### Задания
(1) С чьей легкой руки, согласно тексту о преображении Ветхого Адама, утраты человеческого организма принято называть платой за разумность?
(2) Продолжите текст о преображении Ветхого Адама с того места, где он заканчивается.

### Исходный текст
Преображение Ветхого Адама (часть 2)

Отрыв существа, именуемого человеком от гравитации тела как нельзя лучше описывается метафорой космической ракеты. Исходной стартовой площадкой можно считать площадку антропогенеза. В этом случае взлет и отделение первой ступени прочитываются как выход из-под диктата естественного отбора. Что представляет собой отброшенное становится ясным, если мы сравним «плотность» инстинктов и врожденных рефлексов любого животного с теми руинами первосигнальной целостности, которые сохранились в человеческом организме после отбрасывания первой ступени. Рефлекс движения зрачка, коленный рефлекс, реакция на потерю опоры — арсенал врожденных ответов человеческого организма ничтожен по сравнению с арсеналом любого млекопитающего. К этому следует добавить искаженную палитру болевых реакций (затрудненность отслеживания изнутри наносимого организму вреда), отсутствие оптимальной позы отдыха, крайне неэффективный метаболизм. Все эти неисчислимые потери с легкой руки Анри Валлона принято называть платой за разумность. Прыжок в антропогенез стал возможен лишь после избавления от сдерживающего балласта телесности.

Толчка хватило, чтобы преодолеть барьер очеловечивания, при этом отброшенным оказалось лишь то, что принято называть «телом вида»

### Записи
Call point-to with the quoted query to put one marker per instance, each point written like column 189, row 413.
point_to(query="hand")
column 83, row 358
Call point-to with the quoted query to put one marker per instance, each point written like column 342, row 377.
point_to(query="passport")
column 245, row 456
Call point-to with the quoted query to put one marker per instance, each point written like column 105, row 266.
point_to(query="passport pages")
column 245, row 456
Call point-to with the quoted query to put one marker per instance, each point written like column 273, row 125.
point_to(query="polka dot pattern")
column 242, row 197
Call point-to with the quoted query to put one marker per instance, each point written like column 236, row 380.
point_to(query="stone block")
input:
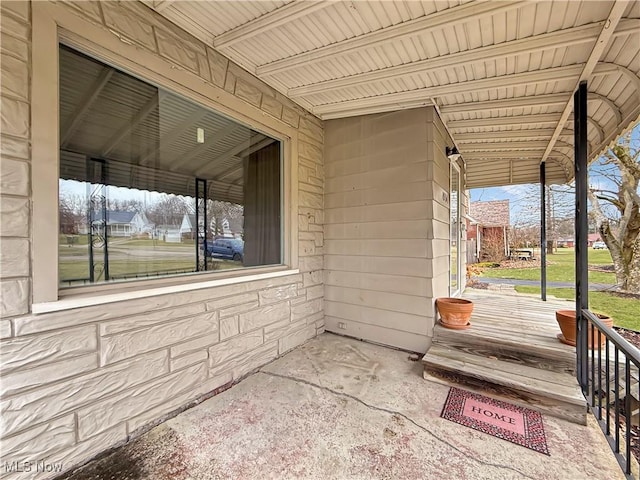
column 103, row 415
column 277, row 294
column 14, row 77
column 306, row 309
column 178, row 401
column 14, row 177
column 19, row 8
column 239, row 309
column 249, row 362
column 87, row 8
column 239, row 299
column 14, row 297
column 22, row 380
column 264, row 316
column 178, row 50
column 35, row 350
column 312, row 200
column 229, row 327
column 218, row 64
column 40, row 442
column 14, row 257
column 280, row 329
column 150, row 318
column 14, row 117
column 14, row 27
column 316, row 291
column 128, row 344
column 308, row 264
column 200, row 343
column 5, row 328
column 14, row 147
column 234, row 347
column 290, row 116
column 199, row 356
column 271, row 105
column 41, row 404
column 295, row 339
column 312, row 278
column 128, row 24
column 83, row 451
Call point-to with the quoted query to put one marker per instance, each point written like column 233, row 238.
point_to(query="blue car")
column 227, row 248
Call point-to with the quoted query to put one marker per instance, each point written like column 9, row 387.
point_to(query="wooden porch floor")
column 512, row 352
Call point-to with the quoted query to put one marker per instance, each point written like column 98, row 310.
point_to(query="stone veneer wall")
column 76, row 382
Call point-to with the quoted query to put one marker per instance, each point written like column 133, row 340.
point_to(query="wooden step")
column 535, row 346
column 549, row 392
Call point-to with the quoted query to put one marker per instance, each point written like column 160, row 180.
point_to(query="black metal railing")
column 612, row 387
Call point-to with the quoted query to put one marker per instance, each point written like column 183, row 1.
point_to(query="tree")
column 615, row 205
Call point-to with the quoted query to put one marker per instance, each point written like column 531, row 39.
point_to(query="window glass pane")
column 152, row 184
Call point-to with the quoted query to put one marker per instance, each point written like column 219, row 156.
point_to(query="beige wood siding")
column 386, row 226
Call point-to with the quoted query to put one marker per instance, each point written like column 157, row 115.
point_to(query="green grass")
column 560, row 268
column 624, row 311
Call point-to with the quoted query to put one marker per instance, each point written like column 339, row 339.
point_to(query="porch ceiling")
column 502, row 74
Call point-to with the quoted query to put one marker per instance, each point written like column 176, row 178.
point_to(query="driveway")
column 337, row 408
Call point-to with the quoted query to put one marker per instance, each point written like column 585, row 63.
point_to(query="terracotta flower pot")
column 455, row 312
column 567, row 321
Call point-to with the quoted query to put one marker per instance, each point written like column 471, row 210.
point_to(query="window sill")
column 78, row 301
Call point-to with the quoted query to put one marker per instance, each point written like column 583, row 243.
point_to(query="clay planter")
column 567, row 321
column 454, row 312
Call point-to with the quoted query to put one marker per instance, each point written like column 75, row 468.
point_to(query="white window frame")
column 54, row 24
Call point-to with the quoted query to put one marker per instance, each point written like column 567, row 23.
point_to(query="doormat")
column 515, row 424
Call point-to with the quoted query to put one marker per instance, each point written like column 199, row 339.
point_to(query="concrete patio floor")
column 339, row 408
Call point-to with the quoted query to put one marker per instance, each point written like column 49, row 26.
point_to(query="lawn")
column 560, row 268
column 624, row 311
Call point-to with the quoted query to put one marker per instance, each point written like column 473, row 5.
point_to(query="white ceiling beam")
column 508, row 134
column 510, row 103
column 77, row 117
column 561, row 38
column 268, row 21
column 130, row 125
column 423, row 94
column 168, row 139
column 221, row 134
column 515, row 79
column 418, row 26
column 502, row 121
column 590, row 66
column 231, row 153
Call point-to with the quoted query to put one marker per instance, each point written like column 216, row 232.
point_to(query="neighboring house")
column 488, row 229
column 124, row 224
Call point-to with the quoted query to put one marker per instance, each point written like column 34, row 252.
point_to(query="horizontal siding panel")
column 377, row 213
column 385, row 336
column 379, row 282
column 413, row 267
column 382, row 318
column 379, row 230
column 379, row 178
column 394, row 302
column 407, row 192
column 383, row 248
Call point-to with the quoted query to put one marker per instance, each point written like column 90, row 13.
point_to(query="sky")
column 520, row 196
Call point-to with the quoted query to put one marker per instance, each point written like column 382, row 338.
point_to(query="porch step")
column 549, row 392
column 533, row 344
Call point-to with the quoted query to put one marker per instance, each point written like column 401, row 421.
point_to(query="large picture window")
column 153, row 185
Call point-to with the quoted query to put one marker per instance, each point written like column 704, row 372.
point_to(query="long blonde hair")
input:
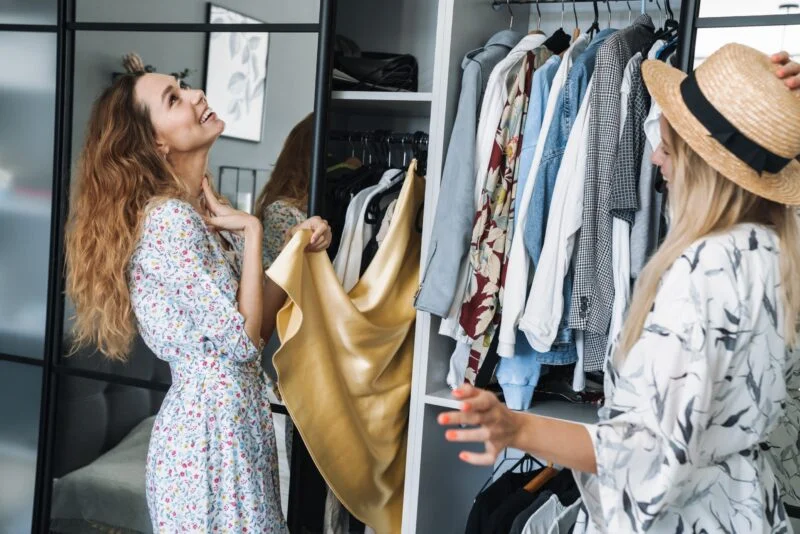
column 119, row 173
column 704, row 202
column 290, row 177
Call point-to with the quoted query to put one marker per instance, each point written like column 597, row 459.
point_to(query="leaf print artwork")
column 702, row 435
column 236, row 75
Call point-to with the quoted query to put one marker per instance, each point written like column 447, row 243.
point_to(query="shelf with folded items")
column 383, row 103
column 563, row 410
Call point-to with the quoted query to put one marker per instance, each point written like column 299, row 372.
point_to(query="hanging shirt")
column 492, row 233
column 635, row 104
column 491, row 110
column 344, row 365
column 566, row 519
column 545, row 302
column 348, row 259
column 453, row 221
column 593, row 288
column 684, row 439
column 518, row 263
column 644, row 232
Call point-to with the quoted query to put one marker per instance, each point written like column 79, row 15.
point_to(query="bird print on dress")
column 699, row 432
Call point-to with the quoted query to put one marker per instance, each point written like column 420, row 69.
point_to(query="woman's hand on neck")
column 191, row 168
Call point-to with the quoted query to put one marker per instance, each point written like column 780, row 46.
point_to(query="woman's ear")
column 162, row 148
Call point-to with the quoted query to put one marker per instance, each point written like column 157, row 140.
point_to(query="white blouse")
column 698, row 433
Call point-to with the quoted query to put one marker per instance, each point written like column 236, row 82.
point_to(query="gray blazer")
column 455, row 211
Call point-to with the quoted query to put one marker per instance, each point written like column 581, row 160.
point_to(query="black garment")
column 307, row 492
column 558, row 42
column 502, row 519
column 492, row 497
column 525, row 515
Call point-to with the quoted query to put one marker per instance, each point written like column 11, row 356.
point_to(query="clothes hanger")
column 577, row 31
column 595, row 27
column 526, row 460
column 660, row 18
column 538, row 30
column 542, row 478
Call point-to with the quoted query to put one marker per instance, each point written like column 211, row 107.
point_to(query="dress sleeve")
column 183, row 294
column 277, row 219
column 690, row 394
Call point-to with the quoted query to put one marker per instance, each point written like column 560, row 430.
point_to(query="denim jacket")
column 555, row 142
column 519, row 375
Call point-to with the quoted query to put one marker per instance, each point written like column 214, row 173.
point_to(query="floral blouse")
column 277, row 219
column 699, row 432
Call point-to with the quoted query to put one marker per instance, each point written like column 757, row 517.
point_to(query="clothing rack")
column 379, row 136
column 497, row 4
column 382, row 143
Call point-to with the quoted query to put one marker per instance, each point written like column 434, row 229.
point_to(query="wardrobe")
column 439, row 488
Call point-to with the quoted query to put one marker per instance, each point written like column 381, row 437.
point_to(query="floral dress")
column 212, row 461
column 694, row 433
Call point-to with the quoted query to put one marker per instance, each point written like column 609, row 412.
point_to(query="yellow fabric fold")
column 344, row 366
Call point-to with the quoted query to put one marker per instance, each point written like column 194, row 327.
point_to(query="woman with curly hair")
column 151, row 247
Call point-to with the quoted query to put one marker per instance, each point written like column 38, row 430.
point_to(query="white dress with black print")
column 699, row 430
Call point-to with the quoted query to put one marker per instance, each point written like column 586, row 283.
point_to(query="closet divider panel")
column 438, row 486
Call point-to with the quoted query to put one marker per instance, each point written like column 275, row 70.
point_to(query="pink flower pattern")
column 212, row 461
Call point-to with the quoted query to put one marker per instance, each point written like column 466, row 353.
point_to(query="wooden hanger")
column 543, row 477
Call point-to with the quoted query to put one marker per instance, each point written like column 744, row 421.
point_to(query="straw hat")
column 738, row 116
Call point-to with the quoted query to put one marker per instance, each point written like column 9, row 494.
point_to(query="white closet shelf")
column 565, row 411
column 385, row 103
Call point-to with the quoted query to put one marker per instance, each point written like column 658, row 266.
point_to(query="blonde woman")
column 699, row 431
column 151, row 247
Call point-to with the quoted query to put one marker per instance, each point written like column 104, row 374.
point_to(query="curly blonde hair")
column 120, row 172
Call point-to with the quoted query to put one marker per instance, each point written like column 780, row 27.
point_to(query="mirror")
column 263, row 86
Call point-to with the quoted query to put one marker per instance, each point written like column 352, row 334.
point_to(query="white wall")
column 291, row 65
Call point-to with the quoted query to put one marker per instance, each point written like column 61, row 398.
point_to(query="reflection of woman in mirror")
column 150, row 245
column 282, row 203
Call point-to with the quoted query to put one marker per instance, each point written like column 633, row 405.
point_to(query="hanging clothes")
column 624, row 200
column 452, row 226
column 344, row 366
column 494, row 100
column 541, row 322
column 518, row 376
column 692, row 455
column 644, row 232
column 593, row 287
column 565, row 522
column 357, row 233
column 492, row 233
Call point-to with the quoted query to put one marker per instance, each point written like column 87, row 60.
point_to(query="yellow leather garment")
column 344, row 366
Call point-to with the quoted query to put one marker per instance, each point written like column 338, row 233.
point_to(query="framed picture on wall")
column 236, row 74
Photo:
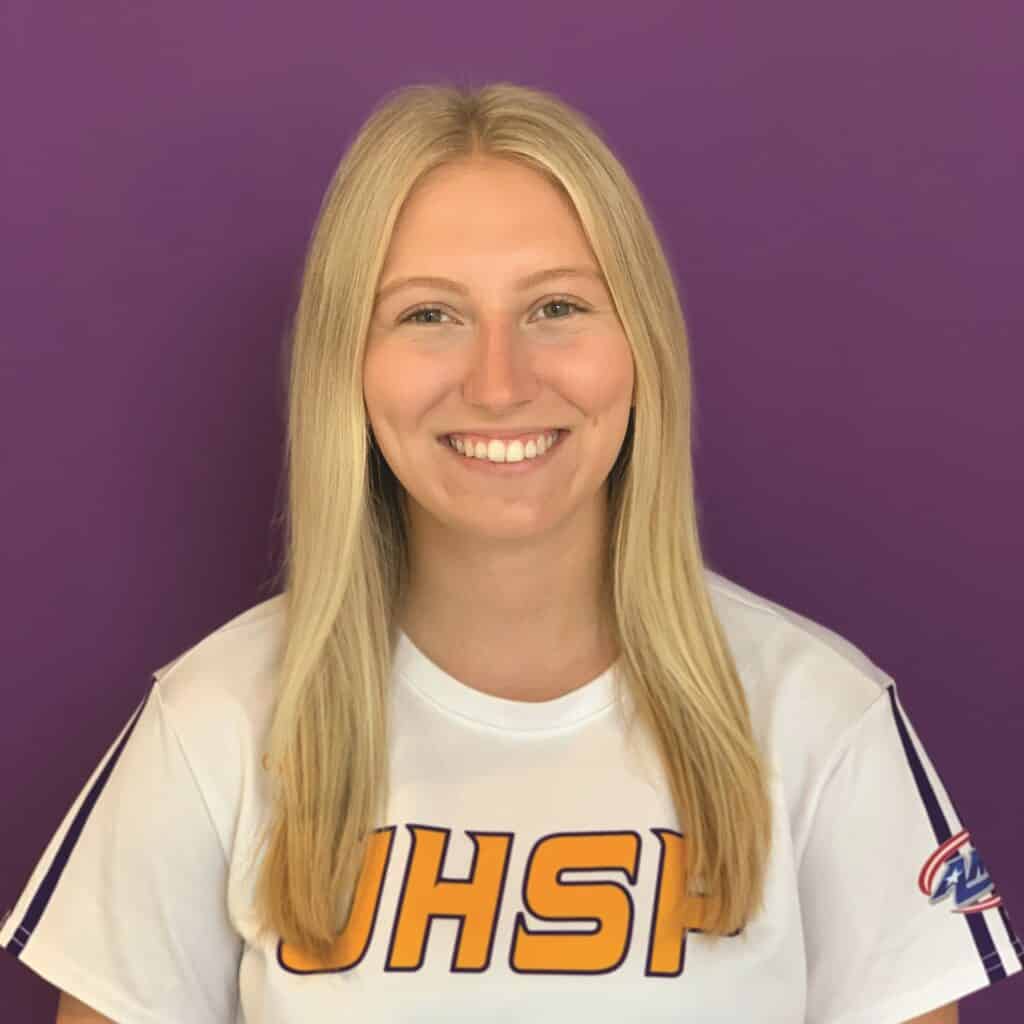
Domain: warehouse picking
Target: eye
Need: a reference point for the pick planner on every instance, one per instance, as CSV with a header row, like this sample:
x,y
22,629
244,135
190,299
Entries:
x,y
408,318
561,301
557,301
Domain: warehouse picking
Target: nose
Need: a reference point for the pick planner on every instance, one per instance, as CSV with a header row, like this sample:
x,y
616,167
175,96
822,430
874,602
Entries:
x,y
501,365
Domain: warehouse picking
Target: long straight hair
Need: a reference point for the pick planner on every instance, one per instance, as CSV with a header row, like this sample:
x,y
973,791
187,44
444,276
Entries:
x,y
345,557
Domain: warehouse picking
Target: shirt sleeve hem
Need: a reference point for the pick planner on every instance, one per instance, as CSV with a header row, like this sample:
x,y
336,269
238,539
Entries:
x,y
950,987
66,976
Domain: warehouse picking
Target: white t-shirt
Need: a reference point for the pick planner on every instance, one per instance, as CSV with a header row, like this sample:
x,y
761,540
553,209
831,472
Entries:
x,y
528,857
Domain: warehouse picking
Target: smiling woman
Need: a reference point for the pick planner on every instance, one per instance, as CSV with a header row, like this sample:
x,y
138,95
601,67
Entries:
x,y
505,745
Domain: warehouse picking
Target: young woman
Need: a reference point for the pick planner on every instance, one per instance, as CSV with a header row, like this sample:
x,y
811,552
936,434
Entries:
x,y
504,748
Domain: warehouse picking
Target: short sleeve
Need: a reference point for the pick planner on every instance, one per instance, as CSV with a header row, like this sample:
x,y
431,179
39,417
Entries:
x,y
127,907
899,913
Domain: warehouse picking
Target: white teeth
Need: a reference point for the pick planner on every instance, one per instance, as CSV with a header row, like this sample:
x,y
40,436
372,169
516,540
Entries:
x,y
497,451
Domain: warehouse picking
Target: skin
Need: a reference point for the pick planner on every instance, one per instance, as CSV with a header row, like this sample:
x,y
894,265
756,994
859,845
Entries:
x,y
505,588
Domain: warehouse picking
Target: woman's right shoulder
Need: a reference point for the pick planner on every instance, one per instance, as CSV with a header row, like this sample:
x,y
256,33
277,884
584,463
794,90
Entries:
x,y
72,1011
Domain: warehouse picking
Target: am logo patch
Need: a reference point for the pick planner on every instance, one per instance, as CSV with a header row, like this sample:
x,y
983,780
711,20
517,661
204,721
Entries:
x,y
955,869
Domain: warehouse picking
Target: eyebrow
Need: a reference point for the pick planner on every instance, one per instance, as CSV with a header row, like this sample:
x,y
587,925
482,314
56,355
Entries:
x,y
521,285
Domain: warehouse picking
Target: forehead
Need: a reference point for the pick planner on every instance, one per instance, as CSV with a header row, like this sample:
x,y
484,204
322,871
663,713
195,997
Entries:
x,y
485,208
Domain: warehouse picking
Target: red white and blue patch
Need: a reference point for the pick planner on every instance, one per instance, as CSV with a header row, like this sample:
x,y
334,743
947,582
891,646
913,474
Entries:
x,y
956,870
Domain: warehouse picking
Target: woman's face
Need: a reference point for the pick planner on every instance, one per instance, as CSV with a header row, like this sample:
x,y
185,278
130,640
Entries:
x,y
487,353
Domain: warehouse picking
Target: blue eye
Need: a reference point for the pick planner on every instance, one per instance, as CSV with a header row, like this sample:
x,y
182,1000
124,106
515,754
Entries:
x,y
558,301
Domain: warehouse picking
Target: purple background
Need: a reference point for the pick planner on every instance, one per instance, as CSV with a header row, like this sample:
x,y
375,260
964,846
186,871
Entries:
x,y
839,189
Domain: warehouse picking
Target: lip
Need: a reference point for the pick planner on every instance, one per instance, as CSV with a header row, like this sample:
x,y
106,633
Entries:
x,y
502,435
505,468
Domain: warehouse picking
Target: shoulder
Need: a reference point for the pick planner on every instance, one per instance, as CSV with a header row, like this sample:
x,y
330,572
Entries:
x,y
218,695
807,685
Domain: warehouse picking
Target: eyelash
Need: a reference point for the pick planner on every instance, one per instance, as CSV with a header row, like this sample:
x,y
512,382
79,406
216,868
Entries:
x,y
560,299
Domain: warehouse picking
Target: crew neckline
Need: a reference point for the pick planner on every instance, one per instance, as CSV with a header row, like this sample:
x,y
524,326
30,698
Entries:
x,y
459,699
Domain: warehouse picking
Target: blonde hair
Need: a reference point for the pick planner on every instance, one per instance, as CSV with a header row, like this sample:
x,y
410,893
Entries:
x,y
345,562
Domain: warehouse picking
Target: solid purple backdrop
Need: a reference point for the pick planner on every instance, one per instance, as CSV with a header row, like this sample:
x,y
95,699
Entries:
x,y
838,187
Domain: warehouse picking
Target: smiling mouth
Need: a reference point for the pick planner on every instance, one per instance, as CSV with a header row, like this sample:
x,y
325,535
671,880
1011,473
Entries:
x,y
523,463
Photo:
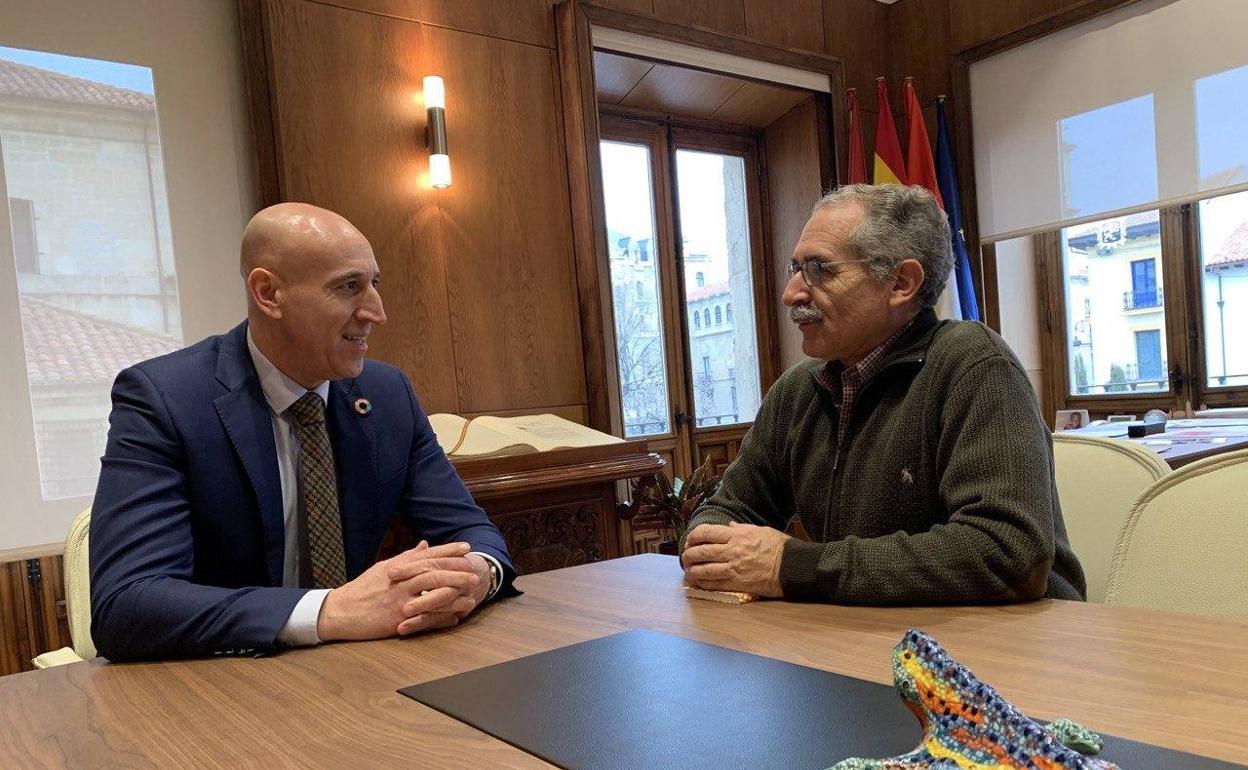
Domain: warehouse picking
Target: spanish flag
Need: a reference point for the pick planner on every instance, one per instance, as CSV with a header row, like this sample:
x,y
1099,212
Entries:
x,y
889,166
922,172
858,160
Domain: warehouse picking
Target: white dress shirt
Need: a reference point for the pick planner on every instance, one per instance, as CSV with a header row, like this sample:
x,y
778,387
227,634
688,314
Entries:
x,y
281,392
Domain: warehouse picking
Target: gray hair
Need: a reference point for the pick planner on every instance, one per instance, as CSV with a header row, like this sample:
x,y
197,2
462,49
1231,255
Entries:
x,y
900,222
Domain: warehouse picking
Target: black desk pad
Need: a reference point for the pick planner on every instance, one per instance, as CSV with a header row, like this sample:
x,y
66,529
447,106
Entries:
x,y
645,700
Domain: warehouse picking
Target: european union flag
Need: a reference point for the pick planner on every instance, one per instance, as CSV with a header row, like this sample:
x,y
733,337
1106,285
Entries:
x,y
946,176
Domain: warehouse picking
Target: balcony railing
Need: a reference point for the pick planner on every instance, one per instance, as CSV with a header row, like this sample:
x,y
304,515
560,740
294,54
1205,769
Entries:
x,y
1141,300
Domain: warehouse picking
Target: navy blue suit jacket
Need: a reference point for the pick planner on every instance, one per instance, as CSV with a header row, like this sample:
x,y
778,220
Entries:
x,y
186,527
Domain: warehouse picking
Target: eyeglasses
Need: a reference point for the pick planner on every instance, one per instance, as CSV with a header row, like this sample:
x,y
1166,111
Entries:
x,y
815,272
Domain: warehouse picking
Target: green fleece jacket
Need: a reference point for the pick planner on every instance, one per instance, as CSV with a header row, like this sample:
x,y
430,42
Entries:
x,y
942,491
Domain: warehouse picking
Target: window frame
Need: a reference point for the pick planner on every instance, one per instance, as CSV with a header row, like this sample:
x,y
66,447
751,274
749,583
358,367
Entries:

### Ответы по заданиям
(1) С легкой руки Анри Валлона.

(2)
[11]

. Индивидуальная телесность, в особенности органические резонаторы принципа наслаждения, практически не пострадали. Сохранившаяся привязанность к ним определяла предельную высоту орбиты, и в дальнейшем для набора новой высоты применялись самые разнообразные духовные усилия. Усилия эти носили индивидуальный характер: лежавшие в их основе аскетические техники при всей изощренности неспособны были решить проблему суммирования усилий — каждый единичный успех в борьбе с телесной предопределенностью требовал от нового индивида (от неофита) повторения всей траектории разбега.

Лишь техника Постава, раскритикованная великим неоязычником Хайдеггером позволила справиться с задачей суммирования отдельных шагов. Собственно космический полет стал самой очевидной репетицией вознесения, его материализованной метафорой. Идея преображения и вознесения соединяет веру с наукой, в том числе и посредством теологии прямого действия. Факты свидетельствуют об этом.